------ EXTRACTED ENTRIES

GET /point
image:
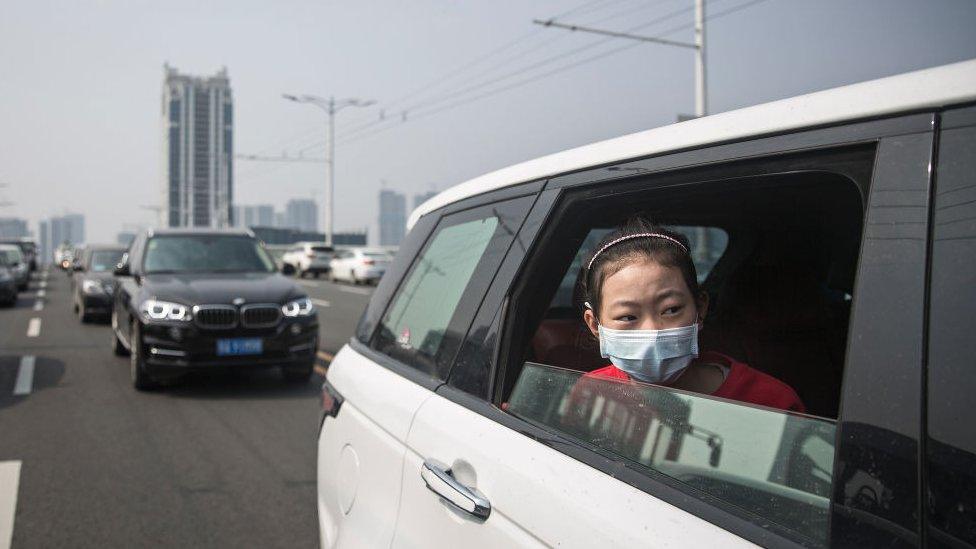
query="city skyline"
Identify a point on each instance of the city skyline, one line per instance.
(117, 155)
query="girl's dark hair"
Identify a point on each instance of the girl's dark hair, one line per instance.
(616, 257)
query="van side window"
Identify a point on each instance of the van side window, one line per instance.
(432, 309)
(777, 257)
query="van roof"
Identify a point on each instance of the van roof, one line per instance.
(927, 88)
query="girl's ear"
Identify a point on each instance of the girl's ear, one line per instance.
(591, 322)
(702, 303)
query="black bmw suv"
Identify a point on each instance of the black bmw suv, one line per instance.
(199, 299)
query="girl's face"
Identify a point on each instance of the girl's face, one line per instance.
(645, 295)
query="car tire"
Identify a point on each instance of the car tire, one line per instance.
(137, 367)
(298, 375)
(83, 316)
(117, 347)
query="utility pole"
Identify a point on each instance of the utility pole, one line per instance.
(701, 91)
(331, 107)
(701, 97)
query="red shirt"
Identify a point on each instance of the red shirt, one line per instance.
(742, 383)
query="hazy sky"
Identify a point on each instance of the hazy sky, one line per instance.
(80, 85)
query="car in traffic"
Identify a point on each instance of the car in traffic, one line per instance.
(28, 248)
(359, 265)
(18, 265)
(199, 299)
(8, 283)
(834, 238)
(93, 281)
(309, 258)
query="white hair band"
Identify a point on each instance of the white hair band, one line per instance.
(675, 241)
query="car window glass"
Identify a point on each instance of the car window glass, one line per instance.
(773, 464)
(434, 304)
(205, 253)
(104, 260)
(420, 314)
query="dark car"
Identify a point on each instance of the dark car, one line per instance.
(194, 299)
(8, 283)
(93, 282)
(28, 248)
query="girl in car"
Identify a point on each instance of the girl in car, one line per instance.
(643, 302)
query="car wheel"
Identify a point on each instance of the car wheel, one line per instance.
(83, 316)
(117, 347)
(298, 375)
(137, 367)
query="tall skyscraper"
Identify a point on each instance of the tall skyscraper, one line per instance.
(13, 227)
(59, 230)
(302, 214)
(393, 217)
(262, 215)
(198, 150)
(419, 199)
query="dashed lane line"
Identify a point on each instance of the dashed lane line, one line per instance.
(9, 481)
(25, 376)
(352, 290)
(34, 327)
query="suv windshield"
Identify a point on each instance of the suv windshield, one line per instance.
(206, 254)
(105, 260)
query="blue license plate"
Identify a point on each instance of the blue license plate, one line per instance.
(240, 346)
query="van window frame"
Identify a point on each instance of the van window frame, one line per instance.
(490, 320)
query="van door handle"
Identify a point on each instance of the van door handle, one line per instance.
(440, 481)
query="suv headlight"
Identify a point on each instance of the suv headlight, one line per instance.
(93, 287)
(298, 307)
(164, 310)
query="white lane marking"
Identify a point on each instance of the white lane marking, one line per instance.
(25, 376)
(360, 291)
(34, 327)
(9, 481)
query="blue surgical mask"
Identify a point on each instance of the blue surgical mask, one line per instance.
(652, 356)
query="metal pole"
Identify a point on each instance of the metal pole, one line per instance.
(330, 186)
(701, 93)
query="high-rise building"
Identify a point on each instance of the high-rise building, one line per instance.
(301, 214)
(198, 150)
(393, 217)
(419, 199)
(13, 227)
(262, 215)
(58, 230)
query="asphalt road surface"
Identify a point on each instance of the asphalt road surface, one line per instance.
(219, 460)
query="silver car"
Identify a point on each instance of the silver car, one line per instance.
(19, 268)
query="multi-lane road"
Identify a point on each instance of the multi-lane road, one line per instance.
(219, 460)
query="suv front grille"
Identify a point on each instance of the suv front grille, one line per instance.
(260, 316)
(216, 316)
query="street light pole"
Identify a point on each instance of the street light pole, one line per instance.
(331, 107)
(701, 95)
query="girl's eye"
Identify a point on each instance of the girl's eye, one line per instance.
(673, 310)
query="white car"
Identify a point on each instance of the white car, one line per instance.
(313, 258)
(835, 234)
(360, 265)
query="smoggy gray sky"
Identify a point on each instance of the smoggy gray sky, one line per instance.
(80, 85)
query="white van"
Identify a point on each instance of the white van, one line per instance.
(835, 234)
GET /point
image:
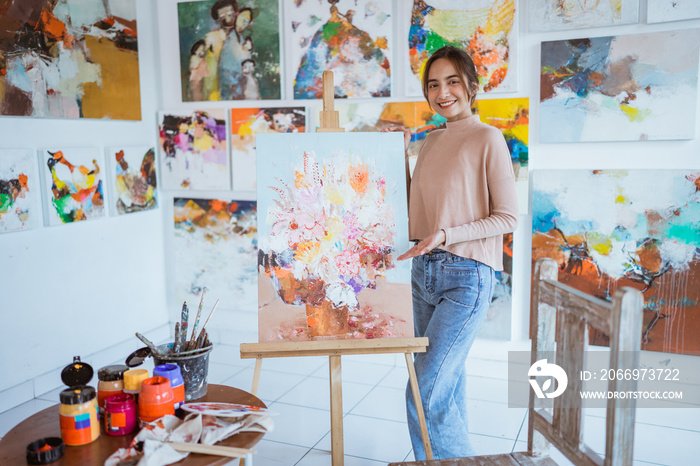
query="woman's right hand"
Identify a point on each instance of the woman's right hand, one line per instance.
(406, 134)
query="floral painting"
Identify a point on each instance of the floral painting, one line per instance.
(638, 228)
(488, 33)
(74, 182)
(215, 246)
(69, 59)
(19, 190)
(229, 50)
(193, 150)
(333, 219)
(553, 15)
(352, 38)
(245, 124)
(620, 88)
(134, 178)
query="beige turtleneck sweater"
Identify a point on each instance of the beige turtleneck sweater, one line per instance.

------------

> _EXERCISE PROMPT_
Return each line of the data where the word "beige" appears.

> _ANSWER AREA_
query="beige turtleneck sweater"
Identify a point on each instance of the beige turtleneck sweater, one line per instance.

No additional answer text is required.